── PASSAGE

Because the I385A mutation has such a severe effect on complex formation and activity, but the flanking I379A and L391A mutations do not, we created a double mutant, I379A/L391A. This mutant showed marked defects in complex formation and eIF2B activity (Fig. 5, A and B). A second double mutant, I408A/L413A, also showed a clear defect in complex assembly and eIF2B activity (Fig. 5, A and B). However, this mutant still copurified with eIF2Bγ and, to a limited extent, with the other subunits.

Given the importance of the I-patch region for the interaction of eIF2Bϵ with the regulatory subcomplex, we also tested a number of mutations within the corresponding region of eIF2Bγ. Interestingly, the effect of these mutations was not as severe as their counterparts in eIF2Bϵ. Mutation of Ile-381 to alanine, equivalent to the I385A mutant, had no effect on complex formation or activity (Fig. 5, C and D). The double mutation I404A/I409A, equivalent to I408A/L413A in eIF2Bϵ, did have a modest effect on interaction with the α, β, and δ subunits but caused only a very slight reduction in activity (Fig. 5, C and D).

The Individual NT and I-patch Domains Are Unable to Interact with Other eIF2B Subunits

Our mutagenesis data suggest that the NT domains of eIF2Bγ and ϵ are involved in the interaction between these two subunits, whereas both the NT and I-patch domains are required for interaction with the α, β, and δ subunits. To test this, we transfected cells with vectors encoding GST- and myc-tagged versions of the eIF2Bγ and ϵ NT and I-patch domains (Fig. 6A) together with vectors for the other eIF2B subunits. Because our homology model (Fig. 2) suggests that the NT homology region is part of a larger domain incorporating the sequence between the NT and I-patch homology regions, we created constructs that contain the NT-domain the sequence C-terminal to it and are thus truncated just prior to the I-patch (eIF2Bϵ ΔI and eIF2Bγ ΔI, Fig. 6A). Finally, because we have demonstrated previously that eIF2Bϵ with a 46-residue deletion within the catalytic domain is still able to interact fully with the other subunits (26), we also generated a construct encoding eIF2Bϵ truncated just after the I-patch domain (eIF2Bϵ ΔCat, Fig. 6A).

────
── INFORMATION SHOWN

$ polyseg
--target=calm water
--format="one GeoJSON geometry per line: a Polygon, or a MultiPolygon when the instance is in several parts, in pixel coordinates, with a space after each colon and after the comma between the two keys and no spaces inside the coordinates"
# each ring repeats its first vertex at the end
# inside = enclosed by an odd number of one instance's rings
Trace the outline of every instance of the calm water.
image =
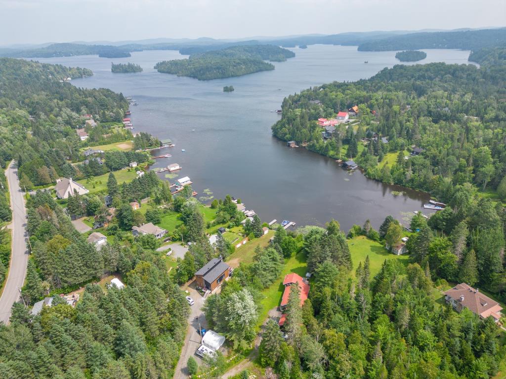
{"type": "MultiPolygon", "coordinates": [[[[88,67],[95,75],[73,80],[74,85],[133,96],[139,103],[131,107],[135,131],[171,138],[176,145],[160,151],[173,156],[157,160],[154,167],[179,163],[183,167],[179,177],[189,176],[199,196],[209,188],[217,198],[229,194],[241,198],[264,221],[322,225],[333,218],[345,230],[367,218],[377,227],[388,214],[401,220],[421,210],[426,194],[404,190],[395,197],[392,192],[402,188],[368,179],[358,171],[349,174],[331,159],[286,147],[271,133],[280,117],[271,111],[280,108],[285,96],[333,80],[369,77],[398,64],[395,52],[323,45],[293,51],[296,57],[275,63],[273,71],[209,81],[153,69],[159,61],[185,57],[175,51],[134,53],[113,60],[85,56],[39,60],[88,67]],[[144,71],[113,74],[111,61],[138,63],[144,71]],[[230,85],[234,92],[222,91],[230,85]]],[[[419,63],[468,63],[469,52],[425,51],[427,58],[419,63]]]]}

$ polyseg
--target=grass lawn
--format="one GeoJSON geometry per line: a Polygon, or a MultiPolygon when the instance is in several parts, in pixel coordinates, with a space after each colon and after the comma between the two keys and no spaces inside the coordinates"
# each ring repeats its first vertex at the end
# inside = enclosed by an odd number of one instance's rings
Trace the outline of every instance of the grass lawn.
{"type": "Polygon", "coordinates": [[[290,272],[295,272],[304,277],[306,275],[307,269],[307,264],[306,261],[306,256],[301,250],[294,257],[292,257],[286,261],[278,279],[262,291],[262,294],[264,297],[260,302],[259,325],[263,323],[265,318],[267,317],[269,311],[279,305],[281,300],[281,296],[283,295],[283,291],[284,290],[284,286],[283,286],[283,279],[285,275],[290,272]]]}
{"type": "Polygon", "coordinates": [[[224,233],[223,238],[225,239],[226,241],[228,241],[231,244],[232,242],[237,241],[240,238],[242,238],[242,237],[241,237],[239,234],[235,234],[235,233],[232,233],[230,231],[226,231],[225,233],[224,233]]]}
{"type": "MultiPolygon", "coordinates": [[[[118,184],[123,182],[128,183],[137,177],[135,170],[123,169],[113,171],[113,173],[116,177],[118,184]]],[[[85,186],[87,190],[90,191],[90,194],[96,194],[99,192],[106,191],[107,190],[107,179],[109,178],[109,173],[95,176],[92,181],[89,181],[88,179],[77,180],[77,182],[85,186]],[[94,185],[95,187],[94,187],[94,185]]]]}
{"type": "MultiPolygon", "coordinates": [[[[123,141],[122,142],[114,142],[112,144],[101,145],[98,146],[93,146],[90,147],[95,150],[103,150],[104,151],[108,151],[110,150],[114,150],[116,151],[130,151],[134,148],[134,144],[131,140],[128,139],[126,141],[123,141]]],[[[84,151],[87,149],[88,149],[88,148],[83,148],[80,150],[81,151],[84,151]]]]}
{"type": "Polygon", "coordinates": [[[352,273],[353,277],[355,276],[355,271],[359,262],[363,262],[368,255],[371,278],[380,271],[385,259],[398,259],[405,266],[408,265],[408,255],[395,255],[389,253],[381,244],[369,240],[365,236],[359,235],[348,240],[348,243],[353,263],[353,271],[352,273]]]}
{"type": "Polygon", "coordinates": [[[158,224],[158,226],[169,232],[173,231],[183,223],[181,216],[181,213],[177,213],[175,212],[170,213],[161,219],[161,221],[158,224]]]}
{"type": "Polygon", "coordinates": [[[235,249],[235,251],[228,257],[227,260],[230,262],[234,260],[238,260],[245,264],[251,263],[253,261],[255,249],[259,245],[262,249],[266,247],[269,245],[269,240],[275,233],[274,230],[269,230],[267,234],[262,235],[260,238],[256,238],[255,240],[248,241],[246,243],[246,245],[235,249]]]}

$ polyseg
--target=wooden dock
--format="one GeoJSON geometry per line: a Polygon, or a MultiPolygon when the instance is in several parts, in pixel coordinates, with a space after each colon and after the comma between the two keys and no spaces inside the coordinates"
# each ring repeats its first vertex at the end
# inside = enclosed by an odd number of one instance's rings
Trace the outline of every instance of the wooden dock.
{"type": "Polygon", "coordinates": [[[285,229],[288,229],[290,226],[295,226],[295,223],[293,222],[293,221],[290,221],[287,224],[286,224],[286,225],[285,225],[284,226],[283,226],[283,228],[285,229]]]}

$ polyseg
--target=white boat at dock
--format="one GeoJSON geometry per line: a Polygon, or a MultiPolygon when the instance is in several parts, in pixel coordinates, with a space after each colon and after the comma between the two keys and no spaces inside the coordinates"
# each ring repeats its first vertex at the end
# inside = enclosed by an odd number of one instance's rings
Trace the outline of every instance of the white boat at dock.
{"type": "Polygon", "coordinates": [[[429,202],[431,204],[434,204],[434,205],[438,205],[440,207],[443,207],[443,208],[446,206],[446,204],[444,204],[444,203],[439,203],[437,201],[434,201],[434,200],[429,200],[429,202]]]}
{"type": "Polygon", "coordinates": [[[440,207],[439,205],[434,204],[424,204],[424,208],[426,209],[433,209],[435,211],[441,211],[444,209],[444,207],[440,207]]]}

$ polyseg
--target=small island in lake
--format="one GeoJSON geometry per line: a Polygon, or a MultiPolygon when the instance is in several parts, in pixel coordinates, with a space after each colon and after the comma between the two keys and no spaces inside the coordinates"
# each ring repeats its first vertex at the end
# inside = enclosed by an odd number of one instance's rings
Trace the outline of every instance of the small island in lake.
{"type": "Polygon", "coordinates": [[[294,56],[292,52],[273,45],[233,46],[193,54],[188,59],[159,62],[154,68],[158,72],[209,80],[274,70],[273,65],[265,61],[284,62],[294,56]]]}
{"type": "Polygon", "coordinates": [[[427,58],[427,53],[419,50],[406,50],[398,52],[395,55],[395,58],[401,62],[416,62],[427,58]]]}
{"type": "Polygon", "coordinates": [[[142,67],[135,63],[111,63],[111,72],[140,72],[142,67]]]}

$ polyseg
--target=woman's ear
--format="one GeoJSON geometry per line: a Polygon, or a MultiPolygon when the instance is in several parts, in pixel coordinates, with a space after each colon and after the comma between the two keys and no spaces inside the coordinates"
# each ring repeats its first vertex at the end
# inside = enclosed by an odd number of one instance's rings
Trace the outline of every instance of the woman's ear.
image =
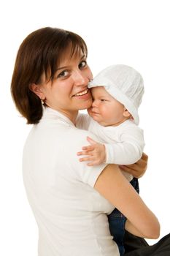
{"type": "Polygon", "coordinates": [[[131,113],[129,113],[128,110],[125,107],[124,107],[123,116],[124,117],[131,117],[131,113]]]}
{"type": "Polygon", "coordinates": [[[33,91],[36,95],[37,95],[40,99],[44,100],[45,99],[45,97],[42,91],[41,87],[39,85],[37,85],[36,83],[31,83],[29,86],[29,89],[31,91],[33,91]]]}

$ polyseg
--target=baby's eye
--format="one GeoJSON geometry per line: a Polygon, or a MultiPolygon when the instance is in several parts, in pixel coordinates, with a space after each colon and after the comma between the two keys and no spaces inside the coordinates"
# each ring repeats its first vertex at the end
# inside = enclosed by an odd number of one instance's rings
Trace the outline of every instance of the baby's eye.
{"type": "Polygon", "coordinates": [[[83,67],[85,67],[87,66],[87,61],[82,61],[79,64],[79,68],[82,69],[83,67]]]}
{"type": "Polygon", "coordinates": [[[63,70],[58,75],[58,78],[65,78],[69,75],[69,71],[63,70]]]}

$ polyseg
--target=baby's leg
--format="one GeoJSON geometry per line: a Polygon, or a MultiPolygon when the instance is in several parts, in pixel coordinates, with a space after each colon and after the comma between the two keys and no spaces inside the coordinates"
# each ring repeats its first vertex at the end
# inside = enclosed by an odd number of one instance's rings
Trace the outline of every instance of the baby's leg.
{"type": "MultiPolygon", "coordinates": [[[[139,193],[139,182],[136,178],[134,178],[131,184],[139,193]]],[[[125,236],[125,223],[126,218],[117,209],[115,209],[109,215],[108,215],[109,223],[110,233],[113,236],[114,241],[117,243],[120,256],[125,253],[124,236],[125,236]]]]}

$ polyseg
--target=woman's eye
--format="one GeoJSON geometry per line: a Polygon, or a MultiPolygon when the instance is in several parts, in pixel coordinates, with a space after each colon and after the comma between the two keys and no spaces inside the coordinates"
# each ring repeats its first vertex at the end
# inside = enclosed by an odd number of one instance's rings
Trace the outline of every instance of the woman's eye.
{"type": "Polygon", "coordinates": [[[87,61],[82,61],[80,63],[79,68],[82,69],[83,67],[86,67],[86,65],[87,65],[87,61]]]}
{"type": "Polygon", "coordinates": [[[69,75],[69,71],[67,70],[63,70],[58,75],[58,78],[65,78],[69,75]]]}

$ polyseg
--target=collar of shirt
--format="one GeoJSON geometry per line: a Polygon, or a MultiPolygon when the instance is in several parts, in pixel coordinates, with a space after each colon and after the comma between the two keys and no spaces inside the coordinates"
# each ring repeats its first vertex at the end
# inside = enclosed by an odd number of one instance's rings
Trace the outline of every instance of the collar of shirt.
{"type": "Polygon", "coordinates": [[[68,118],[66,116],[62,114],[61,112],[58,112],[53,108],[49,107],[42,107],[43,108],[43,115],[40,120],[40,122],[47,120],[56,120],[60,122],[63,122],[69,126],[75,127],[72,121],[68,118]]]}

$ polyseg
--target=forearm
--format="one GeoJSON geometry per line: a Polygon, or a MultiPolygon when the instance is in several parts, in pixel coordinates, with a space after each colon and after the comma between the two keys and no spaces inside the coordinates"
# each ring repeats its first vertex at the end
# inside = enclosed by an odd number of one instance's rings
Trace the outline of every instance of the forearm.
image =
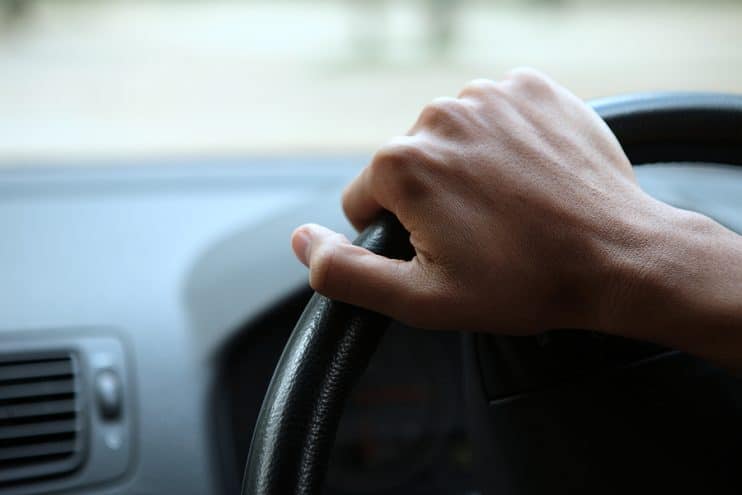
{"type": "Polygon", "coordinates": [[[695,213],[654,214],[606,331],[742,370],[742,236],[695,213]]]}

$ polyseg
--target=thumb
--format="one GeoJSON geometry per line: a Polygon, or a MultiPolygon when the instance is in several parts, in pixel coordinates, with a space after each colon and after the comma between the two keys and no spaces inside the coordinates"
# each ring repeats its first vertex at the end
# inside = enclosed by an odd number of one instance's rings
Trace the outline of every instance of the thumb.
{"type": "Polygon", "coordinates": [[[416,259],[379,256],[316,224],[297,228],[291,246],[309,267],[309,285],[320,294],[409,323],[409,310],[415,306],[410,303],[423,285],[416,282],[416,259]]]}

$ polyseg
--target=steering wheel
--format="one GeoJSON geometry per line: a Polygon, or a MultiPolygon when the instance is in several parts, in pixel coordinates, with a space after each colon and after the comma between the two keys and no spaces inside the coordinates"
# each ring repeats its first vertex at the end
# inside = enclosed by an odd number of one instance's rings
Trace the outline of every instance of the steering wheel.
{"type": "MultiPolygon", "coordinates": [[[[742,96],[645,94],[592,105],[635,165],[742,165],[742,96]]],[[[409,234],[389,213],[354,244],[392,258],[414,254],[409,234]]],[[[314,294],[266,392],[243,495],[321,492],[343,405],[388,324],[384,316],[314,294]]]]}

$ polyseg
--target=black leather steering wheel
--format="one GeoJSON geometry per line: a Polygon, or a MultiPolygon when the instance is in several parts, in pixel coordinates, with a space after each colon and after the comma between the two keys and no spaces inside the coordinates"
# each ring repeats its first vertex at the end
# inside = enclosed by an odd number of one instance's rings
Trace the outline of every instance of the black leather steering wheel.
{"type": "MultiPolygon", "coordinates": [[[[647,94],[593,103],[633,164],[742,165],[742,96],[647,94]]],[[[355,244],[410,259],[409,235],[386,213],[355,244]]],[[[255,425],[243,495],[322,488],[346,398],[388,325],[370,311],[315,294],[294,328],[255,425]]]]}

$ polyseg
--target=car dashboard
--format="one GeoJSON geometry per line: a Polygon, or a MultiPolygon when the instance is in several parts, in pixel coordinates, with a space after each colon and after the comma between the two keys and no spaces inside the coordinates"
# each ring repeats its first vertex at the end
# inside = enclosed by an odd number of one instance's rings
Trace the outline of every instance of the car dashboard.
{"type": "MultiPolygon", "coordinates": [[[[289,235],[316,222],[352,238],[339,198],[365,160],[0,171],[0,491],[237,493],[310,295],[289,235]]],[[[742,231],[739,172],[713,167],[637,176],[742,231]]],[[[326,492],[476,493],[460,360],[457,333],[394,324],[346,407],[326,492]]]]}

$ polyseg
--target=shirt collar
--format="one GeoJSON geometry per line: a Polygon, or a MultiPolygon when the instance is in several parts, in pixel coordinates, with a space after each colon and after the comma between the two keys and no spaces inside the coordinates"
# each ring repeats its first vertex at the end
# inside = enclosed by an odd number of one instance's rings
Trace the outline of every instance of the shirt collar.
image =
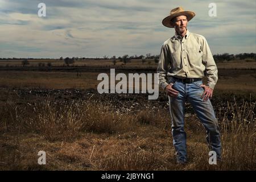
{"type": "MultiPolygon", "coordinates": [[[[188,38],[188,35],[189,35],[189,31],[188,31],[188,29],[187,29],[187,32],[186,34],[185,34],[185,35],[184,36],[184,37],[185,38],[185,39],[187,39],[187,38],[188,38]]],[[[182,37],[179,35],[177,34],[177,33],[175,31],[175,34],[174,35],[174,36],[173,36],[173,39],[181,39],[182,37]]]]}

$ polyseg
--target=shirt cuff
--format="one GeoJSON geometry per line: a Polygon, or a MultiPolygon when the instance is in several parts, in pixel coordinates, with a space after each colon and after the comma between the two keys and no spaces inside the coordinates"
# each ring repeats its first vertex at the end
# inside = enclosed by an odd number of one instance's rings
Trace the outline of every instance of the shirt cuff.
{"type": "Polygon", "coordinates": [[[216,84],[209,82],[207,85],[209,88],[213,90],[214,89],[216,84]]]}
{"type": "Polygon", "coordinates": [[[168,85],[169,85],[169,84],[167,82],[166,82],[162,84],[160,86],[164,90],[164,89],[166,88],[166,86],[167,86],[168,85]]]}

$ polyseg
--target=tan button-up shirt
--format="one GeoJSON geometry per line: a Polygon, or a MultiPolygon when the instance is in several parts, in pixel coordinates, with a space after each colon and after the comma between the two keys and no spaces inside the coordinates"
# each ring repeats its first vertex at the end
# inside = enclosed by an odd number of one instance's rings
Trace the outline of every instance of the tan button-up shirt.
{"type": "Polygon", "coordinates": [[[163,89],[174,76],[179,78],[207,76],[208,85],[214,89],[218,80],[218,70],[205,38],[191,33],[181,38],[175,36],[162,47],[157,68],[159,85],[163,89]]]}

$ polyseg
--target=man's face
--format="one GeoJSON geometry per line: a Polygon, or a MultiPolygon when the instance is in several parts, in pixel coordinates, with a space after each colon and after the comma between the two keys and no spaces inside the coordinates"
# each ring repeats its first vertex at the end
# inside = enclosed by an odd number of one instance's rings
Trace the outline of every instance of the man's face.
{"type": "Polygon", "coordinates": [[[176,32],[180,34],[183,33],[187,30],[187,24],[188,20],[187,16],[181,15],[175,18],[174,19],[174,28],[176,32]]]}

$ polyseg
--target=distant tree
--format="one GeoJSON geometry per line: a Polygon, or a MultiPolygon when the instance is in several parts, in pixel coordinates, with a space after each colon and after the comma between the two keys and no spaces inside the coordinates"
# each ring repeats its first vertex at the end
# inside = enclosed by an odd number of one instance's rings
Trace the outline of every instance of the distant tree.
{"type": "Polygon", "coordinates": [[[129,58],[128,55],[123,55],[123,57],[120,59],[120,60],[122,62],[123,62],[123,64],[125,64],[125,65],[126,65],[126,63],[130,61],[130,59],[129,58]]]}
{"type": "Polygon", "coordinates": [[[150,53],[148,53],[146,55],[146,59],[150,59],[151,54],[150,53]]]}
{"type": "Polygon", "coordinates": [[[28,62],[27,59],[24,59],[22,61],[22,64],[23,65],[23,67],[26,67],[26,65],[30,64],[30,62],[28,62]]]}
{"type": "Polygon", "coordinates": [[[143,59],[144,57],[145,57],[145,56],[144,56],[143,55],[141,55],[139,57],[138,57],[138,59],[143,59]]]}
{"type": "Polygon", "coordinates": [[[38,63],[38,66],[39,67],[44,67],[45,66],[44,63],[38,63]]]}
{"type": "Polygon", "coordinates": [[[74,64],[75,60],[73,59],[70,59],[69,57],[67,57],[66,58],[64,59],[64,62],[65,64],[66,64],[69,67],[70,64],[74,64]]]}

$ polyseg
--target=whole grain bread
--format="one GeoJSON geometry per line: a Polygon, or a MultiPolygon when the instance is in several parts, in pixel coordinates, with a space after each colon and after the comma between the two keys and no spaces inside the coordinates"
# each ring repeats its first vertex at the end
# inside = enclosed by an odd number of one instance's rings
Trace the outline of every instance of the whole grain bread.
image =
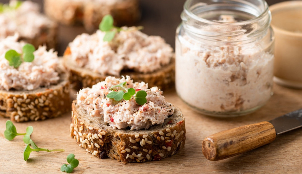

────

• WORK INSTRUCTION 1:
In the passage on eIF2B subunit mutations, copy out the part that opens with the words containing "Given the importance" and closes with "in activity (Fig. 5, C and D).".
• WORK INSTRUCTION 2:
Translate this sentence from the passage on eIF2B subunit mutations into Spanish: "Interestingly, the effect of these mutations was not as severe as their counterparts in eIF2Bϵ."
• WORK INSTRUCTION 3:
Write the next part of the passage on eIF2B subunit mutations, picking up after its last sentence.

• WRITTEN REPLY 1:
Given the importance of the I-patch region for the interaction of eIF2Bϵ with the regulatory subcomplex, we also tested a number of mutations within the corresponding region of eIF2Bγ. Interestingly, the effect of these mutations was not as severe as their counterparts in eIF2Bϵ. Mutation of Ile-381 to alanine, equivalent to the I385A mutant, had no effect on complex formation or activity (Fig. 5, C and D). The double mutation I404A/I409A, equivalent to I408A/L413A in eIF2Bϵ, did have a modest effect on interaction with the α, β, and δ subunits but caused only a very slight reduction in activity (Fig. 5, C and D).

• WRITTEN REPLY 2:
Curiosamente, el efecto de estas mutaciones no fue tan grave como el de sus equivalentes en eIF2Bϵ.

• WRITTEN REPLY 3:
FIGURE 6. — **Interactions between domains of eIF2B expressed in human cells.** A, the individual I-patch and NT domains of eIF2Bγ and ϵ and fragments of both subunits truncated as shown were GST-myc tagged at their N termini. B, GST-tagged fragments were coexpressed in HEK293 cells with the remaining eIF2B subunits. Affinity purification using glutathione beads followed by Western blot analysis showed interactions between the eIF2B fragments and remaining subunits. GST-tagged subunits are marked with an *asterisk* and refer to the fragment identified in the lane header.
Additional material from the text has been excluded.